> **Materials provided**:
** Start **

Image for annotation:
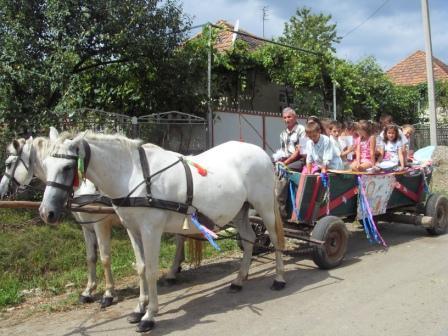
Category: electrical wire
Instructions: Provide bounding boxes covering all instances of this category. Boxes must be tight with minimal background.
[342,0,389,38]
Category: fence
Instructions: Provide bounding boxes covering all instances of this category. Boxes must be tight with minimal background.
[413,125,448,149]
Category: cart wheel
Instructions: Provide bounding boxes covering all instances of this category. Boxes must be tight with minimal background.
[311,216,348,269]
[237,216,272,255]
[425,194,448,236]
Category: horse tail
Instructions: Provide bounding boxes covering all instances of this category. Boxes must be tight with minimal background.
[274,193,285,251]
[187,238,204,267]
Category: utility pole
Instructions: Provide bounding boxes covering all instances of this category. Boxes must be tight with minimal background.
[421,0,437,146]
[261,6,269,38]
[206,24,213,149]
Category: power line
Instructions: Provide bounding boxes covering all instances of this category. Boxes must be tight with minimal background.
[342,0,389,38]
[261,6,269,37]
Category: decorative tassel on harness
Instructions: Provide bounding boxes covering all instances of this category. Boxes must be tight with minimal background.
[357,176,387,247]
[320,173,330,216]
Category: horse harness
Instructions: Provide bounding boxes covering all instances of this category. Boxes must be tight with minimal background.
[112,147,196,214]
[4,147,31,186]
[46,140,196,214]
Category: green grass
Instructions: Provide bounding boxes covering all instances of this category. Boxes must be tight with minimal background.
[0,209,237,308]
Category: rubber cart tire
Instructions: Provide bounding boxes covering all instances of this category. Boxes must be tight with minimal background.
[425,194,448,236]
[311,216,348,269]
[237,216,273,255]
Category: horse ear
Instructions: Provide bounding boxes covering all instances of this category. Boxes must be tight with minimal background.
[12,139,20,152]
[50,126,59,141]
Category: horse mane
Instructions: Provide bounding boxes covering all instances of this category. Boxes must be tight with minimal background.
[78,131,144,149]
[6,138,26,155]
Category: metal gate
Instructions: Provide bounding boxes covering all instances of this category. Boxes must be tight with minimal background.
[60,108,207,154]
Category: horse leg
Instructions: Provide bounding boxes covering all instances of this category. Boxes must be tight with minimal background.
[79,224,97,303]
[127,230,148,323]
[94,217,114,308]
[230,203,255,291]
[165,234,187,284]
[252,195,286,290]
[137,221,163,332]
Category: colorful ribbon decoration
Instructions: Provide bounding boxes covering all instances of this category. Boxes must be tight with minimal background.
[357,176,387,247]
[320,173,330,216]
[289,181,300,221]
[191,213,221,251]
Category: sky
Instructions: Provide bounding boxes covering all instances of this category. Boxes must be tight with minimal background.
[180,0,448,70]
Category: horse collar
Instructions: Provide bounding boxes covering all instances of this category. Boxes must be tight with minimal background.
[112,147,196,214]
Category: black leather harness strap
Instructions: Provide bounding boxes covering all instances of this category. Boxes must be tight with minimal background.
[112,147,194,214]
[45,139,91,194]
[72,194,112,207]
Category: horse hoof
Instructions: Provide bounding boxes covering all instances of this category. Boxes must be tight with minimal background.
[79,295,94,304]
[271,280,286,290]
[165,278,177,286]
[135,320,155,332]
[229,284,243,293]
[100,296,114,309]
[128,312,145,323]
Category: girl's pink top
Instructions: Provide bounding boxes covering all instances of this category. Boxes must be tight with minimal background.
[358,136,372,162]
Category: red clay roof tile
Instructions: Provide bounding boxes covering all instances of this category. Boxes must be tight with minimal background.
[386,50,448,86]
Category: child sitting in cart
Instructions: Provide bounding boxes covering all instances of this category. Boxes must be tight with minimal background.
[351,120,376,172]
[330,120,353,167]
[303,121,344,174]
[401,124,415,163]
[377,124,405,170]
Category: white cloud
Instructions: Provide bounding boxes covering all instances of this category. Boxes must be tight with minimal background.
[183,0,448,69]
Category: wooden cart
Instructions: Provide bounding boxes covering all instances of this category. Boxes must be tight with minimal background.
[251,167,448,269]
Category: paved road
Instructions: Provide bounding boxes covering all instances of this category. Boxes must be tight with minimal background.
[0,225,448,336]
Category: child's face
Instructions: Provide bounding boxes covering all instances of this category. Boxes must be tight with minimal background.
[330,127,341,138]
[283,113,297,129]
[403,129,412,139]
[356,129,367,138]
[386,129,397,141]
[307,132,320,143]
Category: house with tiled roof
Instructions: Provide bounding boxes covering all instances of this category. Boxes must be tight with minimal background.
[386,50,448,86]
[215,20,263,52]
[193,20,292,115]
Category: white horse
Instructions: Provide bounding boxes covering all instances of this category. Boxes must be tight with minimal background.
[39,133,285,332]
[0,128,191,308]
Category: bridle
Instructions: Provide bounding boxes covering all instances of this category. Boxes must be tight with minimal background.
[45,140,90,207]
[4,146,33,189]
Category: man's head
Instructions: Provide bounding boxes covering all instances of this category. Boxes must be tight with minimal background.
[305,121,322,143]
[330,120,342,138]
[282,107,297,130]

** End **

Rewrite the listing above with "tight" changed to "snug" everywhere it occurs, keeping everything else the same. Omit the pictures from your answer.

> **Correct output**:
Image for annotation:
Category: electrical wire
Instructions: Provide bounding boxes covering all instances of this category. Boxes must be snug with minimal background.
[342,0,389,38]
Category: fence
Instructions: Provide bounding boxes covering all instances of this category. Boxes must be snug with minimal background.
[413,125,448,149]
Category: cart wheel
Instructions: Provide bounding boxes covering all instances of this category. Boxes must be snug with minimal background.
[311,216,348,269]
[237,216,272,255]
[425,194,448,236]
Category: horse tail
Instructions: Provide bounding boxes covering all instances of this category. Boxes must be snug with minimal background.
[274,193,285,251]
[187,238,204,267]
Category: utility pole
Instructions: Provide bounding boxes covering all instances of this category. Boxes must be snug with minimal background.
[421,0,437,146]
[261,6,269,38]
[206,24,213,149]
Category: power line
Instructions: Provide bounding boxes covering all instances of this category. Boxes must be snug with minimal background.
[342,0,389,38]
[261,6,269,37]
Category: decorative tassel on harness
Instructions: Provide bounding boxes covering all instances of this category. Boxes must be snug with minimal background.
[357,176,387,247]
[320,173,330,216]
Category: horse harness
Instructions: Provide bounding boxes covering all instances of this category. Boxes must be snug with minimal background.
[112,147,196,214]
[4,147,31,186]
[46,140,196,214]
Category: green grass
Instructions: Provide bounding boxes covering all instances of this category. Boxes must be snug with minimal background.
[0,209,237,308]
Category: rubber cart tire
Instructions: Provide bounding boxes covering all instances of this category. Boxes must be snug with minimal background.
[425,194,448,236]
[311,216,348,269]
[237,216,273,255]
Category: horse ear
Instructions: Provide bounding boxes covering all instances of this category. Boxes must be snug with minimal background.
[12,139,20,152]
[50,126,59,141]
Category: horse mane
Instructions: Provide bounding boxes covering all instances of this category. Boxes must be snug with minimal background.
[78,131,144,149]
[6,138,26,155]
Category: metal gate
Instructions: Provide bounding boxes covering all instances of this category. Boxes must be snug with minimal background.
[60,108,207,154]
Category: horse leg
Instructions: Provide bounding boxes covering all instances of this category. Boxes must be snug with minimal background.
[79,224,97,303]
[127,230,148,323]
[94,217,114,308]
[230,203,255,291]
[165,234,187,284]
[252,195,286,290]
[137,221,163,332]
Category: colorful ribbon decoration
Instructions: Provide bounding boxes covering all instances of this category. Boxes must be snug with minimal background.
[357,176,387,247]
[320,173,330,216]
[289,181,300,221]
[191,213,221,251]
Category: sky
Instructions: Provide bounding boxes covering all instances of this category. Boxes must be snug with minimal background.
[180,0,448,70]
Category: horse collar
Instructions: Provide bounding boxes covering all instances of this category. Boxes must be snug with minimal background.
[112,147,196,214]
Category: black leather harness strap
Instructions: Provide bounding boxes covering all instances of this category. Boxes must be snug with minimal background.
[112,147,194,214]
[45,139,91,194]
[72,194,112,207]
Category: horse hoof
Instructions: Provide bounding boxes covering all instances of this category. Boxes must be snug with minimal background.
[79,295,94,304]
[271,280,286,290]
[165,278,177,286]
[135,320,155,332]
[229,284,243,293]
[100,296,114,309]
[128,312,145,323]
Category: girl's pink top
Instructions: Provide bounding boxes covering all instances of this category. Boxes must be snug with minimal background.
[358,136,372,162]
Category: red clay roof tile
Instructions: Provide bounding boxes covering all instances of this category. Boxes must be snug with minimal background.
[386,50,448,86]
Category: child sitting in cart
Instructions: Provide bounding boxes covering all instances of this category. Boxes must be snug with minimal background.
[351,120,376,172]
[330,120,353,167]
[303,121,344,174]
[401,124,415,163]
[377,124,405,170]
Category: white cloud
Instructions: Provide bounding boxes covering all instances of this category. Boxes must be snug with minimal background.
[183,0,448,69]
Category: wooden cart
Instructions: Provide bounding boxes covering all instances of this category. Boxes must be snug with minimal background.
[251,167,448,269]
Category: paved road
Instructions: Provide bounding boxes covering all instances of this category. Boxes must be snug with minimal background.
[0,225,448,336]
Category: child's face
Instructions: Provide bounding boxes covering all instances of this category. Boxes must be snug with minimal background.
[330,127,341,138]
[283,113,297,129]
[403,129,412,139]
[356,129,367,138]
[386,129,397,141]
[307,132,320,143]
Category: house with tiled roof
Instructions: Provide bounding boxes covering all instances of this category. Boxes must be snug with minimal background.
[386,50,448,86]
[215,20,263,52]
[193,20,292,115]
Category: white horse
Instructions: Provide bounding boxes covering all instances of this category. Boxes must be snug with minimal background.
[39,133,285,332]
[0,128,191,308]
Category: bridle
Instructions: Provide bounding boxes covering all instances of this category. Boxes must be snug with minimal background.
[45,140,90,207]
[4,146,33,189]
Category: man's head
Instructions: Provide bounding boxes covering all instances of this category. Boxes must be snug with minimal background.
[305,121,322,143]
[330,120,342,138]
[282,107,297,130]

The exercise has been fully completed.